● Dataset excerpts
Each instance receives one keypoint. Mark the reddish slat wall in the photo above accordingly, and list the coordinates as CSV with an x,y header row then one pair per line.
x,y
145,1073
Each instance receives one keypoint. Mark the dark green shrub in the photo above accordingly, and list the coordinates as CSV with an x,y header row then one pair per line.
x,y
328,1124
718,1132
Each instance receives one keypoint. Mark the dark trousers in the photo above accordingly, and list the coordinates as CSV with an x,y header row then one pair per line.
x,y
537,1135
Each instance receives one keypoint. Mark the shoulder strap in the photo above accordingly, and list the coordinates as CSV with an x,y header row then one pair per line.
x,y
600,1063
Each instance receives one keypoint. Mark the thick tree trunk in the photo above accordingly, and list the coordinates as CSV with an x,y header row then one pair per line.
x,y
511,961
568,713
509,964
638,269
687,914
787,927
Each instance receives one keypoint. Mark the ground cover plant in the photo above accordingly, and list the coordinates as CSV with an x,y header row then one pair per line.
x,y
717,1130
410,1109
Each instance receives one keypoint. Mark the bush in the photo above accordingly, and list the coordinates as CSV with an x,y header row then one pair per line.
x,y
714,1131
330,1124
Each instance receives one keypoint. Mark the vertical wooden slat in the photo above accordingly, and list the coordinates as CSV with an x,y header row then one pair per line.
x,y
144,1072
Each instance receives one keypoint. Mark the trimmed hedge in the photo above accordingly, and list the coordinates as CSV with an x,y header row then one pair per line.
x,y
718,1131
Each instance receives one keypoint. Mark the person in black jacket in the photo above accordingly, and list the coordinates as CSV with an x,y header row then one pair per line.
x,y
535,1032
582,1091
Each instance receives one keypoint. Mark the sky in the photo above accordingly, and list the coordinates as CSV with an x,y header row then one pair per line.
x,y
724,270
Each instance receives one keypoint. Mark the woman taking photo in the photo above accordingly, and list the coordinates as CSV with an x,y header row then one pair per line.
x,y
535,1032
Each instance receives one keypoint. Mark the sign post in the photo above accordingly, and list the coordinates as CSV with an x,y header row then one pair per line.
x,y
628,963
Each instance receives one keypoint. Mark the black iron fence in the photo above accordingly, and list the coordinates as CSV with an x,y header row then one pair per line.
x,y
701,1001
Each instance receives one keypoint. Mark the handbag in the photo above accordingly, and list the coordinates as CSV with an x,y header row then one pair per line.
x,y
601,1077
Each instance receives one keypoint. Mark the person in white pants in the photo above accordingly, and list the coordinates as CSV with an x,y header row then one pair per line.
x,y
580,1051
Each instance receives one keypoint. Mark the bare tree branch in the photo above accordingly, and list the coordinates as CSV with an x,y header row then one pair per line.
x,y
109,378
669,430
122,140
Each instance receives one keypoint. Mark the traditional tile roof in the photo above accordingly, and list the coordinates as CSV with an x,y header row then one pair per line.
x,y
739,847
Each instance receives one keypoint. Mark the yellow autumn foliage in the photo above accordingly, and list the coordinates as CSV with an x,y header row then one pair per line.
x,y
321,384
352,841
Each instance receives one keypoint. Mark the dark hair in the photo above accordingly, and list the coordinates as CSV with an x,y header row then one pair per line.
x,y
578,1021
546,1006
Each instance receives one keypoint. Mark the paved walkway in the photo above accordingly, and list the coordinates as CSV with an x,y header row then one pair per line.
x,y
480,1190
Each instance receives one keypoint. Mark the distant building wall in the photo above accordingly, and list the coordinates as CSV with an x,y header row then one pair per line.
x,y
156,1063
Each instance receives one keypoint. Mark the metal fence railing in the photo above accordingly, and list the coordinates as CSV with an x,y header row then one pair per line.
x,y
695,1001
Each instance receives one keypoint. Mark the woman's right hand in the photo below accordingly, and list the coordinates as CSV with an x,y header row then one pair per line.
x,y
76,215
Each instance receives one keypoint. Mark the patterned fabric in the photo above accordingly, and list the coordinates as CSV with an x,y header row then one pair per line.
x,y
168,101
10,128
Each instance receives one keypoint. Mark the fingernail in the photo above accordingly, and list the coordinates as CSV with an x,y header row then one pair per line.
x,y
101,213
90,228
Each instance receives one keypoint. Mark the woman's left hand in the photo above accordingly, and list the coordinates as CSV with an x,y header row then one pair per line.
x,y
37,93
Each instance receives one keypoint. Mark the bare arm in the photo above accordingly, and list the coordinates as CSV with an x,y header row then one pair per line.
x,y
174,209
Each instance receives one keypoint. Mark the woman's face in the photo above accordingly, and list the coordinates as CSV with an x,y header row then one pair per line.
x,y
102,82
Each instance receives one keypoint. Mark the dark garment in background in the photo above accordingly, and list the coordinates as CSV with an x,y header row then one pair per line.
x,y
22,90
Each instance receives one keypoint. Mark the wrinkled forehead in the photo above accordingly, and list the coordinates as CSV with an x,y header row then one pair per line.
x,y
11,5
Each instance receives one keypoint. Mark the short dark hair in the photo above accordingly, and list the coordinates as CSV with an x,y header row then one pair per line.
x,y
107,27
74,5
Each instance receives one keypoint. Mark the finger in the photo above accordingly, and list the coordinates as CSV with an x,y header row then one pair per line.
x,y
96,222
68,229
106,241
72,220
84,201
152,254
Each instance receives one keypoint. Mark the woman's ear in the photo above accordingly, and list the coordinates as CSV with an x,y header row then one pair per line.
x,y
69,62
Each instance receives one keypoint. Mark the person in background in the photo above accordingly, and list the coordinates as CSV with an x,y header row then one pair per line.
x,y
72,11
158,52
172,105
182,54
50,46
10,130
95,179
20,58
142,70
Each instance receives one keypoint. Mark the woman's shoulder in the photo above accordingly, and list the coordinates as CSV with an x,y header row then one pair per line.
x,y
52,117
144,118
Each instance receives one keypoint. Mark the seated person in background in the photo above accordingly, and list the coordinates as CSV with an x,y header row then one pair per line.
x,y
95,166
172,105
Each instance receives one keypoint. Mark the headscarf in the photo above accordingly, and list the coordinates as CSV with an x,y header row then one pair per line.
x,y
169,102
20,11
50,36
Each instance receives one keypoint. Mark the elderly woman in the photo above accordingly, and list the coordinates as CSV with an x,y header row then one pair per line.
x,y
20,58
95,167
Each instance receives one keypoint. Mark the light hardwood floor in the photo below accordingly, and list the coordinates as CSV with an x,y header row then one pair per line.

● BRIEF
A complete, exact repeat of the records is the required answer.

● EXPECTED ANSWER
Each instance receives one keypoint. Mark the reddish slat wall in the photo above accordingly, and list the coordinates as CSV with an x,y header row then one pair per line.
x,y
145,1073
Each instance receives one keypoint. Mark the dark green shrub in the photo above accordingly, and list the coordinates as CSV with an x,y header row then one pair per line.
x,y
328,1124
718,1132
Each instance receives one keypoint. Mark the dark trousers in the photo above accordingly, and list the coordinates as CSV with an x,y header row then one pair per line.
x,y
537,1135
Each instance receives one keypoint. Mark the shoulder strap in the photo above accordingly, and list the coordinates as CSV with an x,y header row then one pair per line.
x,y
600,1063
Each instance receives one keypoint. Mark the thick tree trunk in the photo above accordingly, and list the coordinates as CSV with an x,y header row then one pair per line.
x,y
511,961
568,713
509,964
638,269
687,914
787,927
Each instance receives one keypoint. Mark the ground cover plant in the photo above accordingly, and list the coordinates as CSV with an x,y header row then one pair per line.
x,y
717,1130
410,1109
Each instance receives one keypoint. Mark the bush in the photo above accordingly, and list the coordinates as CSV with an x,y header row then one pair per line.
x,y
714,1131
330,1124
Each instance receives one keypoint. Mark the vertical wooden slat in the photo above accordingly, and list the coordinates as CSV with an x,y header row then one pair per line.
x,y
144,1072
Each instance receives one keypoint. Mark the trimmed hedge in the photo above accordingly, and list the coordinates as CSV with an x,y header row then one pair per line.
x,y
718,1131
Each instance receives one keypoint. Mark the person in black jacket in the photo above accordingly, and list the coordinates as CSV with an x,y header row then one pair per line.
x,y
535,1032
582,1091
Each instance receives one keypoint. Mark the sky in the photo above accordingly, and list the coordinates as CSV with an x,y header row then one pair per line.
x,y
724,270
Each instance receives one keypoint. Mark the woman taking photo in the photo above accordingly, and list the coordinates as CSV with an x,y header row then one pair per line.
x,y
535,1032
Each instance receives one keypoint. Mark the sign post in the photo above accordingly, and list the coordinates as CSV with an x,y header row then one pair per line.
x,y
628,963
Each instance receives one keypoint. Mark the black iron fence in the photo above accordingly, and list the coordinates as CSV with an x,y header row then one pair per line.
x,y
701,1001
Each instance receives one keypoint. Mark the handbag in the photo above accordingly, and list the coordinates as CSV with an x,y header row then one pair per line.
x,y
601,1077
Each instance receives one keypoint. Mark the person in white pants in the photo above accordingly, and list the coordinates as CSV with an x,y header row then one pair per line.
x,y
580,1051
Each instance receives one keypoint. Mark the bare tree branch in the photo above accordingly, and list the coordinates as CSV with an x,y header row then one pair per line.
x,y
109,378
669,430
122,140
Each instance receives one keypoint. Mark the traditional tile roof in the photo above accordingly, and list the coordinates as CSV with an x,y header row then one pair per line.
x,y
739,847
Each instance receives one keypoint. Mark the yellow autumn foliage in the photo above accordingly, and list the coordinates as CSV with an x,y header row then one pair per line.
x,y
321,384
352,841
Each instance receives one keypoint. Mark the dark hair in the photo above accordingly, and list the coordinates as CSV with an x,y header row then one pair per line.
x,y
578,1021
546,1006
Each instance receives one keypoint. Mark the paved walkway in the photo above accordingly, and list the coordinates as CSV with an x,y header row then one pair per line.
x,y
480,1190
Each instance receives one keypoint. Mark the distant building wall in the photo above accordingly, and list the coordinates as CSV with an x,y header row then one pair per line.
x,y
156,1063
Each instance receives one keypoint. Mark the metal fence railing in the photo above accordingly, and list the coordinates as CSV with an x,y header row then one pair per line.
x,y
695,1001
Each instance receives one keypoint. Mark the woman's right hand in the photo below accordingly, and list the coordinates as CSV with an x,y header row then one pair per line.
x,y
76,215
Each instance receives one keypoint. Mark the patterned fabric in the photo above accordingly, and list the coordinates as CSV with an x,y header row then one pair per line.
x,y
168,101
10,128
Each instance receives one keypoint. Mark the fingernail in the photo above accordingly, and list the coordinates as CSV with an x,y header row then one pair per line.
x,y
101,213
90,228
Each instance receives one keypoint. Mark the woman's left hand in the photo above accordingly, and list the coordinates as CSV with an x,y header row then one pair per line.
x,y
37,93
Each instance receives one keypoint. Mark the bare arm in the photo above accordingly, and list the coordinates as CSV with an x,y header row then one pair per line.
x,y
174,209
Each instance receives one keypoint. Mark the woman's face in the photo above accordingly, and list the coordinates as CSV with an x,y header row then one pair per line.
x,y
102,82
Each instance receives one keypoint. Mark the dark garment in background in the photo above accordingly, and list the coordinates as CSV with an x,y header row then one pair per line.
x,y
22,90
Each instance receives one keypoint. Mark the wrinkled forehead in the photo above accordingly, and list the coordinates as CSV with an x,y header row then one pair per line.
x,y
11,5
Each instance receives one keypoint. Mark the short dark hair in the photo above accordingly, and list the coordinates as CSV with an x,y header row then one pair per line.
x,y
107,27
74,5
Each instance receives one keypoint. Mark the finger in the photo above accordingly, and list the coordinates as CSV with an x,y header row then one pair per line.
x,y
96,222
68,229
106,241
72,220
84,201
152,254
Each instance receives one keypoint. Mark the woman's ear in the photo above accordingly, and list the coordinates as CSV with an x,y header row then one pair per line.
x,y
69,62
Each instance receives one keypoint. Mark the person in background in the photo above accordingly, and list the coordinates as CSV with an x,y header row then one pair per line.
x,y
72,11
158,52
172,105
182,54
50,46
10,130
95,179
20,58
142,70
Each instance receives one keypoint. Mark the woman's shoulder in the photo above accordingly, and list the coordinates as CSV with an x,y header row then one pair per line.
x,y
52,117
144,118
Each instance receives one keypoint. Mark the seated person in background in the photo above accordingly, and list the coordinates as CSV with an x,y header row then one pair per line.
x,y
95,166
172,105
Each instance receives one keypoint. Mark the headscarf in the photo above accordingly, and list the coordinates as CSV with an x,y header row then one pair per line.
x,y
169,102
20,11
50,36
Each instance receives one keypoint. Mark the elderly woman in the photo above accordingly, and list the coordinates as CSV with an x,y header row then one pair per line.
x,y
20,58
95,167
Each instance receives one keypoint. Mark the light hardwood floor in the photo below accordingly, and list the coordinates as CSV with an x,y header row then one pair per line.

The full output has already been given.